STATED EXERCISE A: According to the post about the new front motorcycle tire, how long has the writer been riding?
STATED EXERCISE B: Pick up the post about the new front motorcycle tire after its last sentence and carry the account forward.

TEXT PROVIDED:

........

11k miles, 2005 CBR600rr, all OEM except custom paint job from last owner.

So last weekend I had the bike inspected knowing the front tire would fail, put a new tire on, passed inspection, hooray!

Now I've been riding for about 7 years and this is my third motorcycle, this isn't my first time having tires replaced.

I go to leave the shop, ride for about 1/8 miles and I'm like JESUS F-ing CHRIST.

It's like I took my bike onto an ice rink. I can literally turn the handle bars with my finger when the bike is on it's kickstand and it takes barely any effort to go around a corner, but in a dangerous way, like I'm going to lose it.

It's almost like before they installed the tire, they soaked it in a bucket of 0W-20 motor oil.

Pulled over immediately, checked that everything was tight (seriously happened to have a socket set in my book bag)

Everything checked out, I call the shop, the owner says he's not sure what I'm talking about, he said with the new front tire handling was going to be much more responsive.

........

Saved records
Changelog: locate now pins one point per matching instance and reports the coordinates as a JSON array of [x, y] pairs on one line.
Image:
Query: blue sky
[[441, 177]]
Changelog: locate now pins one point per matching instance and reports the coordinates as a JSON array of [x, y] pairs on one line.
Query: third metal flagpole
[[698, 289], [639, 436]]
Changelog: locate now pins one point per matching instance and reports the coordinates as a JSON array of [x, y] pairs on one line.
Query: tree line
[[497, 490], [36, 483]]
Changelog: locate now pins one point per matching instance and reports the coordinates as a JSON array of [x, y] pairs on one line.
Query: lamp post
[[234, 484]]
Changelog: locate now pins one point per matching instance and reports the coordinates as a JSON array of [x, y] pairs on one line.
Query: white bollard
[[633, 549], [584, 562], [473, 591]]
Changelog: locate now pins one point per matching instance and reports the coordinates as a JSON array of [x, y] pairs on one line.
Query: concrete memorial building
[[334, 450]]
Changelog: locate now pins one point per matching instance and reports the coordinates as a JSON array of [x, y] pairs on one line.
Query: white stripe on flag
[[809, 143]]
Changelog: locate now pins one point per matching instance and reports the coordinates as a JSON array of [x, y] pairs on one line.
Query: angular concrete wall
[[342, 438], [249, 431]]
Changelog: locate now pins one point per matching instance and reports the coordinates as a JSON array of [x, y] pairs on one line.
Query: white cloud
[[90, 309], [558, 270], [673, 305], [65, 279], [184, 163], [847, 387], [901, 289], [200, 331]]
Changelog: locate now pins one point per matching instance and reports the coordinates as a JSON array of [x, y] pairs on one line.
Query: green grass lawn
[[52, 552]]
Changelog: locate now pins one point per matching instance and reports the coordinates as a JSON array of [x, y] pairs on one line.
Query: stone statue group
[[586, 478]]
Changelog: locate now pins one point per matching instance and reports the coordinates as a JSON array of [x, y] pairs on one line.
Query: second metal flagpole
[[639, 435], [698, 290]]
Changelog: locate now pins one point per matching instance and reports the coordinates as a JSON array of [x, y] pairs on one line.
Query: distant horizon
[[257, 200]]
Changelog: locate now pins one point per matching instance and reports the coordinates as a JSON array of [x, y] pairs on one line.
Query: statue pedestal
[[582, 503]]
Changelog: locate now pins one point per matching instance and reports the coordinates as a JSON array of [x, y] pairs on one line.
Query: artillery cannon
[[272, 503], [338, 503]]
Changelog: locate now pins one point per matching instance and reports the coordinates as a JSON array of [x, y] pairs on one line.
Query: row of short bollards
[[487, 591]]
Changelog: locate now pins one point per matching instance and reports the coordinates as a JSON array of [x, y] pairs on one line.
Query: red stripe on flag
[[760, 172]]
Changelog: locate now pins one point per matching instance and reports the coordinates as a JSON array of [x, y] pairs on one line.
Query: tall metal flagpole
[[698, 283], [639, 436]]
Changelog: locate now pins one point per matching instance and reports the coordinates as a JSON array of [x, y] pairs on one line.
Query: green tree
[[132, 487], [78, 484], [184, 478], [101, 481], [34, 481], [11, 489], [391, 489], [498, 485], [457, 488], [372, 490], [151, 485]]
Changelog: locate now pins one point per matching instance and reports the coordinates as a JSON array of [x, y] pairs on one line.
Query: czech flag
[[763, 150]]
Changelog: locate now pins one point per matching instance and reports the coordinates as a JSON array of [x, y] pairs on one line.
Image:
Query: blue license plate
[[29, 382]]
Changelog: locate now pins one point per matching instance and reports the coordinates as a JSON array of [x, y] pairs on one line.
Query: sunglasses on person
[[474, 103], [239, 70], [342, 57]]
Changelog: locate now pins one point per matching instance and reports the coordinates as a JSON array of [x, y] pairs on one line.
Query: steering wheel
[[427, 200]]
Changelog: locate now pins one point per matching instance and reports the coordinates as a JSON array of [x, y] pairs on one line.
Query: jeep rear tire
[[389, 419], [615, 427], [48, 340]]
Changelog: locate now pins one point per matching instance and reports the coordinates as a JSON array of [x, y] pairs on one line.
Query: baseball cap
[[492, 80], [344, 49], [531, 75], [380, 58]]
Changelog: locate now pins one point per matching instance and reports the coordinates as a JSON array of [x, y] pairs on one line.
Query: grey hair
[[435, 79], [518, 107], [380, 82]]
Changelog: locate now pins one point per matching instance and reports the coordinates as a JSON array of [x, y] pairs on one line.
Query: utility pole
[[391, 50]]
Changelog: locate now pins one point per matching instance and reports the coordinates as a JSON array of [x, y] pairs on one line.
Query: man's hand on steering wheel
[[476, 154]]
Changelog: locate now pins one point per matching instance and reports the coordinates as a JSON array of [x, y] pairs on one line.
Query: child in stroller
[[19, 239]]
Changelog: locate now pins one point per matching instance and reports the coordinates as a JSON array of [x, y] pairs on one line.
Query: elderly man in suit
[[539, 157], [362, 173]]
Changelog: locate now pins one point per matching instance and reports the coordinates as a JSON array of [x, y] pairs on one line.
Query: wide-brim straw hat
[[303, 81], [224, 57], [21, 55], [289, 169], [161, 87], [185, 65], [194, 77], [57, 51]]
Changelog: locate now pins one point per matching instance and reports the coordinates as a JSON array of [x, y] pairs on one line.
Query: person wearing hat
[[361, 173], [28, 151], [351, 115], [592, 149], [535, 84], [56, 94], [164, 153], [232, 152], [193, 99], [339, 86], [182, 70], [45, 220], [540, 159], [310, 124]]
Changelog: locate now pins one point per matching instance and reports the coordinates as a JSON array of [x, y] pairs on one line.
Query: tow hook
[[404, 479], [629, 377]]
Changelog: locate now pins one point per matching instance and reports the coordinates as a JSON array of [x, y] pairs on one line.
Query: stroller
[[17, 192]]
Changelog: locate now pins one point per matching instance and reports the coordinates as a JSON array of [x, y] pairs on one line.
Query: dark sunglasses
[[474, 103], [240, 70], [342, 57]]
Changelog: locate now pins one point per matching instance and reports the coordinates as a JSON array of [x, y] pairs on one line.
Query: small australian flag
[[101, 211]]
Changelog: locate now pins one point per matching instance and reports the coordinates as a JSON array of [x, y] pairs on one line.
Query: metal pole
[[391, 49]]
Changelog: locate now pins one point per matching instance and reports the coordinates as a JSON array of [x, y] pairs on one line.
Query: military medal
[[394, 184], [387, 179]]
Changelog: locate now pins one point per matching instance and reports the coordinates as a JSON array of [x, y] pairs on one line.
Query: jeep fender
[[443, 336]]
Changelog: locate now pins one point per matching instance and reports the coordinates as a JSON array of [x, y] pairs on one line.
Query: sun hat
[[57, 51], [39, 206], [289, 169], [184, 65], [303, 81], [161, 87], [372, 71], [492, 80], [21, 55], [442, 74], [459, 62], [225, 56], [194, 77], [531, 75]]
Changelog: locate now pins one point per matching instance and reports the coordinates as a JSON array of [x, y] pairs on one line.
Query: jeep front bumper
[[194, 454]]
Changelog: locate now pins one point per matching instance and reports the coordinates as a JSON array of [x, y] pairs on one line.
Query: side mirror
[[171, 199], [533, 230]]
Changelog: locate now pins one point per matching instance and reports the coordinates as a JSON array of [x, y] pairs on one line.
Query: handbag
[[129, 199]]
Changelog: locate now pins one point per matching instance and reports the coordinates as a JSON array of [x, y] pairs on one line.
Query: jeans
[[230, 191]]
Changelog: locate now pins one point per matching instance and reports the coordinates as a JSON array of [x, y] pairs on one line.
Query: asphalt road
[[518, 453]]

........

RIGHT ANSWER A: About 7 years.

RIGHT ANSWER B:
I'm going to be late for work so F-it, let's get this thing home it's 4 miles away.

Start googling, articles coming up about people dumping bikes immediately after getting tires changed, due to being slippery from the factory, suggesting that I "scrub" them in.

I have never heard of scrubbing in my life, and this is probably my 5th new front tire. It stated if I do not want to scrub them in, I can ride about 40-50 miles and whatever coating is on the tire will wear off.

Steering bearing doesn't seem loose, and no weird noises/vibrations or anything, I'm going to take it to another shop and see what they say.

Could the installed have damaged something while removing the rim? I've done this before, it was a cake walk which is why 125$ for labor really pissed me off (I called around 4 diff shops, apparently that's the going rate in Buffalo)

So after taking the bike to work today (avg 70mph for 10 miles, still need to head home), still feels the same way.

I've never experienced this. Am I crazy? Or has tire technology advanced light-years since 2012 (last time I purchased tires)?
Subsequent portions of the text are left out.